--- begin EXCERPT PROVIDED ---
Group Theory Essay, Research Paper
From the beginning of time it has been evident that as humans we function better in groups than individually (Joining pg. 4). The Cro-Magnons discovered early in time that they were more efficient and productive working in groups than when working independently. Once they pooled their resources, people, and knowledge the possibilities were endless.
Until I read the text Joining Together, I had never given the concept of groups much thought. Now I realize that over the course of our entire life we exist in groups. I have learned over these past few weeks dynamics of group structure and the benefits of being in a group. We are born into a group, we live in a group, and we work in a group. Throughout our lives the groups we associate with shape our identities.
The early years of our lives are generally spent in authoritarian models of group structure (Participant Material pg. 48). We are given instruction first by our parents and then later by teachers, with little or no opportunity for disagreement. I found this to be the case in my own home as my father gave the orders and we carried them out. Opinions from my sisters and me were neither asked for or welcomed. He was, without question, the autocratic leader in our home.
--- end EXCERPT PROVIDED ---
--- begin EXTRACTED INFORMATION ---
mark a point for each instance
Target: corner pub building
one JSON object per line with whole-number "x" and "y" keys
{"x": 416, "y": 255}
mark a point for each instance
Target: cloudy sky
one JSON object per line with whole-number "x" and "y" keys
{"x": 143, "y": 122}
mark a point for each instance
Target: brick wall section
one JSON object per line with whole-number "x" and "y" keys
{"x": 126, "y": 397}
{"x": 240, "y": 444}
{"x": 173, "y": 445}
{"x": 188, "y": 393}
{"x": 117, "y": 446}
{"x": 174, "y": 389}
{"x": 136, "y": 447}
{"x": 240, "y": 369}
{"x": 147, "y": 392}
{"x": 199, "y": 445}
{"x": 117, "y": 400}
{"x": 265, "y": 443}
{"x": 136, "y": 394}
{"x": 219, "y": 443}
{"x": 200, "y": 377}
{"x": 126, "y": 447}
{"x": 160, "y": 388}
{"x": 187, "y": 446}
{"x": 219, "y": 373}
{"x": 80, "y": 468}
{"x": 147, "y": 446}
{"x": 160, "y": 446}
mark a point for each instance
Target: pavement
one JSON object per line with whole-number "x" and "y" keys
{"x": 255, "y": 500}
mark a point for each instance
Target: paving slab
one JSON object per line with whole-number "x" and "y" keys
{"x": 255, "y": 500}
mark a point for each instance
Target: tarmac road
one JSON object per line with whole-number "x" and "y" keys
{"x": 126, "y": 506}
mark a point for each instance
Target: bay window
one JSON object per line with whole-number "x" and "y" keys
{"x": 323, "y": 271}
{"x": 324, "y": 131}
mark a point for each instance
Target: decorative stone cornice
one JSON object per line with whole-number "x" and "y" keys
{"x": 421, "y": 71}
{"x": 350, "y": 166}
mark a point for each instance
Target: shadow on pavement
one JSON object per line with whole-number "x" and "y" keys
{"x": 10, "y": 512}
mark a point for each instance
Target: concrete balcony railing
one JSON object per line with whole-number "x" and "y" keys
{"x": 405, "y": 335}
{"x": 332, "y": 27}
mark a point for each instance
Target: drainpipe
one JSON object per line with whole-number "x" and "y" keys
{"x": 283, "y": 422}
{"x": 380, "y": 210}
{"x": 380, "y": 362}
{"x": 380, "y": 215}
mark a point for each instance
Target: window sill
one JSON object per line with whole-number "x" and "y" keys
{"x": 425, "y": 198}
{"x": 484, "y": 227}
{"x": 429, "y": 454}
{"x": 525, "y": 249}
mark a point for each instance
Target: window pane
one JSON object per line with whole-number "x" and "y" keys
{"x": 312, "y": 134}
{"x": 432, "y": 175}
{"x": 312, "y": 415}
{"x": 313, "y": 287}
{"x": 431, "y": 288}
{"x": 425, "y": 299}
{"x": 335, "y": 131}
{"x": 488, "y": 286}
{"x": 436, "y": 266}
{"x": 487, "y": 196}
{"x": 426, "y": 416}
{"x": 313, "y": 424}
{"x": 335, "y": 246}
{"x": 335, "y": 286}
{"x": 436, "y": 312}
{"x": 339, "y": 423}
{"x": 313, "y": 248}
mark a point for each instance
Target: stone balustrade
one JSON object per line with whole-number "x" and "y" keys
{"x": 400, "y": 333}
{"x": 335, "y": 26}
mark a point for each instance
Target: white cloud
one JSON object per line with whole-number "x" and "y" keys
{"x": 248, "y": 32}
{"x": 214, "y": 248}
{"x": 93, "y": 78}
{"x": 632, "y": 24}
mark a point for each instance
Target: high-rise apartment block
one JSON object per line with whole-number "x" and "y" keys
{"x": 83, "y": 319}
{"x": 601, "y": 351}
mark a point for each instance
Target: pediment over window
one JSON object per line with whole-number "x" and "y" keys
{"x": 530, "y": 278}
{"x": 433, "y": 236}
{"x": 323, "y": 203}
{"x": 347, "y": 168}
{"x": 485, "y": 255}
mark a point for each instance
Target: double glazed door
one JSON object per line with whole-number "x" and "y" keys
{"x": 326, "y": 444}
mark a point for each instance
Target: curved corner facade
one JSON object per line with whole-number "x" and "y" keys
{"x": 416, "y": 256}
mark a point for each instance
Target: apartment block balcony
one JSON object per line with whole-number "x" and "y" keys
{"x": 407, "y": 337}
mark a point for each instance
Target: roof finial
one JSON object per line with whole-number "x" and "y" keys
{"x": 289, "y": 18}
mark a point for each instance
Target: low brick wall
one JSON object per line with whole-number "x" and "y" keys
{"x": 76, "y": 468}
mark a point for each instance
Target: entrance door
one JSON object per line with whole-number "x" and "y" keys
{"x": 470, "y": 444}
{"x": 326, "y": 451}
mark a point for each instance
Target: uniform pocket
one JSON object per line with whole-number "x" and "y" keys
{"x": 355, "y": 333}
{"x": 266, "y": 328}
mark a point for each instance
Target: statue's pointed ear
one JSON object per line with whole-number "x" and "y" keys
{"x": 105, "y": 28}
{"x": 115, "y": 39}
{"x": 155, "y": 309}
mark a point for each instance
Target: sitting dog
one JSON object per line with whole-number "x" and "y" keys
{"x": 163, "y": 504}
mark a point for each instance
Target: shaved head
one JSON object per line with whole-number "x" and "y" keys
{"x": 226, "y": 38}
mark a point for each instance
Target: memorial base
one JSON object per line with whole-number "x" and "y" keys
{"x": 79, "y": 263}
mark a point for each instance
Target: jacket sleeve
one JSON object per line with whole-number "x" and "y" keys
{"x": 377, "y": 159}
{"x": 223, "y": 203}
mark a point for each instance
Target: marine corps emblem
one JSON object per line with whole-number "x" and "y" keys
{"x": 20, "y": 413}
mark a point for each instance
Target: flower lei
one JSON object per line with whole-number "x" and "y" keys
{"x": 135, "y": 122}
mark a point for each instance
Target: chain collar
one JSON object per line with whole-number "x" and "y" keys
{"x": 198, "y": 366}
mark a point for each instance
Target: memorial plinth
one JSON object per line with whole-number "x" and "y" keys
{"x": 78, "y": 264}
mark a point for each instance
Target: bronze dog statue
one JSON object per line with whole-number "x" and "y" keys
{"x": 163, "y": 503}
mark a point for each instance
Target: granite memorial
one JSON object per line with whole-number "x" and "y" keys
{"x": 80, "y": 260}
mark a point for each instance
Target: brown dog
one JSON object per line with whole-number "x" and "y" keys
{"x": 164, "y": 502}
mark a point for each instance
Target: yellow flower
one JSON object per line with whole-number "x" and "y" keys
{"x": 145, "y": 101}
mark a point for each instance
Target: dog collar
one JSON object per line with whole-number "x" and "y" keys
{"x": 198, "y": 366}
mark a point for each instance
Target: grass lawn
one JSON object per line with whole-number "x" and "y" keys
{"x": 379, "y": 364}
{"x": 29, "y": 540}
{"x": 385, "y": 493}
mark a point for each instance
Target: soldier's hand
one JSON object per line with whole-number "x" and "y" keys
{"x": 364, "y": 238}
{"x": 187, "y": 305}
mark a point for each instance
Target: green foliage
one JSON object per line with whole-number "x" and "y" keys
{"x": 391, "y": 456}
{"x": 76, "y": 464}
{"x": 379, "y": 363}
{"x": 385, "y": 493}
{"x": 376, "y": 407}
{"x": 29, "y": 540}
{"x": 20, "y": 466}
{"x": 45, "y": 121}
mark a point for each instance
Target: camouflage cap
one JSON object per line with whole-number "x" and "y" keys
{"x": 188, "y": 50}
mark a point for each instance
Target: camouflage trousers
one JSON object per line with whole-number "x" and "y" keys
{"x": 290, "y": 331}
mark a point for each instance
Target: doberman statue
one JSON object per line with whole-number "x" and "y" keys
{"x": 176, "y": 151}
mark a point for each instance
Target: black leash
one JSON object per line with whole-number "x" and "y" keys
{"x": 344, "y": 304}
--- end EXTRACTED INFORMATION ---
- [WHAT YOU WILL DO]:
(1) In the group theory essay, what did the Cro-Magnons discover early in time?
(2) From the group theory essay, return everything from "Until I read" down to "shape our identities.".

- [PER-TASK ANSWERS]:
(1) They were more efficient and productive working in groups than when working independently.

(2)
Until I read the text Joining Together, I had never given the concept of groups much thought. Now I realize that over the course of our entire life we exist in groups. I have learned over these past few weeks dynamics of group structure and the benefits of being in a group. We are born into a group, we live in a group, and we work in a group. Throughout our lives the groups we associate with shape our identities.